__Your instructions__:
Recast the lines below as a JSON list of strings, one string per line and no blank lines, starting at the line containing "Task: mark each instance of the paved" and running through the end of the entries, both ends included.

[Position annotation records]
********************

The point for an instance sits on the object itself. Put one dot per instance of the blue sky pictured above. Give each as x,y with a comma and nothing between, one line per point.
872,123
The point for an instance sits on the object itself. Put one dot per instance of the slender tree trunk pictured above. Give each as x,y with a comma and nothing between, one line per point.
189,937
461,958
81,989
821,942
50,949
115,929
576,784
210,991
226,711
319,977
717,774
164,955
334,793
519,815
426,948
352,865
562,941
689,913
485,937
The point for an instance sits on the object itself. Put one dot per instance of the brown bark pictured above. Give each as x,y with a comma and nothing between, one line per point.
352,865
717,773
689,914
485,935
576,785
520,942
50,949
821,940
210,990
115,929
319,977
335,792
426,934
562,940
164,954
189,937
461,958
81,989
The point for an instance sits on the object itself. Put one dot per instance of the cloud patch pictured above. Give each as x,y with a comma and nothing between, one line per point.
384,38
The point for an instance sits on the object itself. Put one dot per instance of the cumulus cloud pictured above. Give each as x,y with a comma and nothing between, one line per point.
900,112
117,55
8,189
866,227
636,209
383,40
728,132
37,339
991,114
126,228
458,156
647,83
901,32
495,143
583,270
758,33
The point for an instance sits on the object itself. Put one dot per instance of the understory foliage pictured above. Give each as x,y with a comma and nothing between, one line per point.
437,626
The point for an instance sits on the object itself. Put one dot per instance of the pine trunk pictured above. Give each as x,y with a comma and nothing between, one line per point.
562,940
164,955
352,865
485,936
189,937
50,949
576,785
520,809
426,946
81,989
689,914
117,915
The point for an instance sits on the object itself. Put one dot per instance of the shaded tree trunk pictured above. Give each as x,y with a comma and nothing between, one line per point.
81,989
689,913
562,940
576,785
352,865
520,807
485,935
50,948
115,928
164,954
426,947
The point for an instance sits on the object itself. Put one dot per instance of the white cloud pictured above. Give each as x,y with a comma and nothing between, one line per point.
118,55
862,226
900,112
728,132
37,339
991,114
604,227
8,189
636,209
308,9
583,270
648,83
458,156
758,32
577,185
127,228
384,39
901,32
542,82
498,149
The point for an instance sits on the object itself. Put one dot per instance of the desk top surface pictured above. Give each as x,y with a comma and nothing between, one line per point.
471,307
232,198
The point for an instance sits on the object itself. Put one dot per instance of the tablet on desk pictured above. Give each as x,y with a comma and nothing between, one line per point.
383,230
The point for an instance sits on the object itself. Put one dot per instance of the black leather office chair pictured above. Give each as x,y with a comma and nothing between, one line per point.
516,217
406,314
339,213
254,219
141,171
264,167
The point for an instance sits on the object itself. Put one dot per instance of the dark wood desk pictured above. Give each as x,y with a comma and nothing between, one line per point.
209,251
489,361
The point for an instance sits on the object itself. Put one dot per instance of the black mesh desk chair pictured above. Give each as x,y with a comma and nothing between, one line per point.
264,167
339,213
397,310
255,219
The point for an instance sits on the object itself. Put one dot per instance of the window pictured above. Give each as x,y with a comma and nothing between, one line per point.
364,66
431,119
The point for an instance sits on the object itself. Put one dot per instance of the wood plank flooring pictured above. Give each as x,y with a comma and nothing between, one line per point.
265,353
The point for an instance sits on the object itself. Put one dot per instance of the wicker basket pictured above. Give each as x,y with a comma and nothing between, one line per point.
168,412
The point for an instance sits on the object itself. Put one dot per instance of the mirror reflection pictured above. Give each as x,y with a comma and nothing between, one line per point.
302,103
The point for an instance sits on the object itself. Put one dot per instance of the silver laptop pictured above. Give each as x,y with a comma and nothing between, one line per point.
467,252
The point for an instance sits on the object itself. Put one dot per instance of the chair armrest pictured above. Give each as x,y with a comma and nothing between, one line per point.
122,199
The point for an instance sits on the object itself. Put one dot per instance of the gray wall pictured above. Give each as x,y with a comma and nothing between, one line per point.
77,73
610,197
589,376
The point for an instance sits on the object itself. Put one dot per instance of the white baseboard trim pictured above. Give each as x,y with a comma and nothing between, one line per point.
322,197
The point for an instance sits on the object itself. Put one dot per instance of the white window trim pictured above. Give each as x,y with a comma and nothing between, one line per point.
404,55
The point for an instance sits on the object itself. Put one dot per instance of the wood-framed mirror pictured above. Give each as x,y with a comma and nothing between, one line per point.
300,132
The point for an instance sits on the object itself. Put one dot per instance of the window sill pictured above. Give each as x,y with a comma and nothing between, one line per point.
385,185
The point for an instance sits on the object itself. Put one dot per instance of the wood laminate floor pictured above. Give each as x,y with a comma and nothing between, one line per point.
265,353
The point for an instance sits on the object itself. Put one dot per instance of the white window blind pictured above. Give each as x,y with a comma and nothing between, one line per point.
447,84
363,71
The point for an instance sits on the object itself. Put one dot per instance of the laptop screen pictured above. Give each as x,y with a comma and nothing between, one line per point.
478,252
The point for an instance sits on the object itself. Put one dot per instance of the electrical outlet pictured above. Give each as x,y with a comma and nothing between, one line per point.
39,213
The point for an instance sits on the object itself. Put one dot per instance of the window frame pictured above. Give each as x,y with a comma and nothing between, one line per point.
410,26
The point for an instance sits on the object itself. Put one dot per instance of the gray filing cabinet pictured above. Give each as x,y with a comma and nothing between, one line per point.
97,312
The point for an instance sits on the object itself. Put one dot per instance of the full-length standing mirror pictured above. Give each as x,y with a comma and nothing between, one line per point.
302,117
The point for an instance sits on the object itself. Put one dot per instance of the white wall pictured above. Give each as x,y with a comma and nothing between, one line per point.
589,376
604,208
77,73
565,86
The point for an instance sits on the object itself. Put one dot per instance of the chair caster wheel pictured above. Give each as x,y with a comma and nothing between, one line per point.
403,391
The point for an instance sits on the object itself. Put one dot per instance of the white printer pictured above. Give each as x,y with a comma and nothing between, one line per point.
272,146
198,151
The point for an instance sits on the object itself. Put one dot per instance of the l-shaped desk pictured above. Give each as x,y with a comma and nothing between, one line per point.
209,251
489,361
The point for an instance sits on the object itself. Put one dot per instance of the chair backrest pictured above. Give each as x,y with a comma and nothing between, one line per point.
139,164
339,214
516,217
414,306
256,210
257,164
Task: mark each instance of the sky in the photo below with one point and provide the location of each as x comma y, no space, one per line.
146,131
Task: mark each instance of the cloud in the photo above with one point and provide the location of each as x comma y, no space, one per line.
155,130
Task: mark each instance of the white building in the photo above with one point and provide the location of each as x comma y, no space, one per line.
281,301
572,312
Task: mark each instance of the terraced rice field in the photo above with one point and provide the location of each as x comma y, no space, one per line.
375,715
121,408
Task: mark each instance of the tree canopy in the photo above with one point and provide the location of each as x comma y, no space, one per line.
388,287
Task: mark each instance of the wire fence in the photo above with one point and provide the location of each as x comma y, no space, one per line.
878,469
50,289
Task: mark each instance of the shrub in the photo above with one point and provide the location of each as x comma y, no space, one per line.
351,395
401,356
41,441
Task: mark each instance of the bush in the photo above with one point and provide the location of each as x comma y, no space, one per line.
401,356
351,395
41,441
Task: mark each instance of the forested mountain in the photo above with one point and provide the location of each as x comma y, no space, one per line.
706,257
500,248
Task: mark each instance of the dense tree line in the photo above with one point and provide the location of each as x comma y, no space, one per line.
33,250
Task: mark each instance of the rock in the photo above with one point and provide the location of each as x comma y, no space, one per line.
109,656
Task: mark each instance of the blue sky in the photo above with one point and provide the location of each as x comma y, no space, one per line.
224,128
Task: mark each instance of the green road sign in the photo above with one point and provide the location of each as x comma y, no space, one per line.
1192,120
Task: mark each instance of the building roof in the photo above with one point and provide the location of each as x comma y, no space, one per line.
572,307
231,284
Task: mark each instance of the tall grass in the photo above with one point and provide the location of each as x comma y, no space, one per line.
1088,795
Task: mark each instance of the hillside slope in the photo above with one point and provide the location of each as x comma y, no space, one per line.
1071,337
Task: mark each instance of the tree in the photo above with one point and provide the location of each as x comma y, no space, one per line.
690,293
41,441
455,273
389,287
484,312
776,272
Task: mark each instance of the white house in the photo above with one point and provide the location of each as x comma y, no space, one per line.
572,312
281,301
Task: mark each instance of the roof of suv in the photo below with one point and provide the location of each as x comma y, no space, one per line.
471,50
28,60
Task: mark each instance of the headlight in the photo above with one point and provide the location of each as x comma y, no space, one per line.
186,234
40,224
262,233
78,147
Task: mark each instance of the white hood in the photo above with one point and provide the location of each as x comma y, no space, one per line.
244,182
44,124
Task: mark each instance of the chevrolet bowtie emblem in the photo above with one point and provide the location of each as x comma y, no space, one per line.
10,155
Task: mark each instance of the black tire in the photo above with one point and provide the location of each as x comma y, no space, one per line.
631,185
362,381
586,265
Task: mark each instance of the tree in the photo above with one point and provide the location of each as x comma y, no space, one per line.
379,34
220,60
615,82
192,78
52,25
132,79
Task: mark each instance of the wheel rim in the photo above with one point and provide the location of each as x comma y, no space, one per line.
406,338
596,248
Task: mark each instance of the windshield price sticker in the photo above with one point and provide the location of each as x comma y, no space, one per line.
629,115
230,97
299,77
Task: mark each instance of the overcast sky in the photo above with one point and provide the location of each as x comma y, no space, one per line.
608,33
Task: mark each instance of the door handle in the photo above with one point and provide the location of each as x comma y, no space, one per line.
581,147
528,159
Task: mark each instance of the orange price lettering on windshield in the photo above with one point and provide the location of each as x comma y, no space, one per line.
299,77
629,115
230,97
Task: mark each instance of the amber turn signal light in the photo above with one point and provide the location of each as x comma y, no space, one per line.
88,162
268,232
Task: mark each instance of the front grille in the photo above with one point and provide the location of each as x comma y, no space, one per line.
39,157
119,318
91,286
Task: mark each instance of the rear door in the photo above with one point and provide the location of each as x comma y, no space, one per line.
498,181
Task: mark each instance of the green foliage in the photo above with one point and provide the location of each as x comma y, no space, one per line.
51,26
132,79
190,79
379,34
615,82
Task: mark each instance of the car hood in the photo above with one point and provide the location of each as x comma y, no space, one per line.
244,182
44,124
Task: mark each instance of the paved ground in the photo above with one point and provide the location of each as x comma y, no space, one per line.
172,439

********************

__Response__:
[
  "Task: mark each instance of the paved ground in the photo above with one point and provide the location of each as x comma y, no space, one per line.",
  "172,439"
]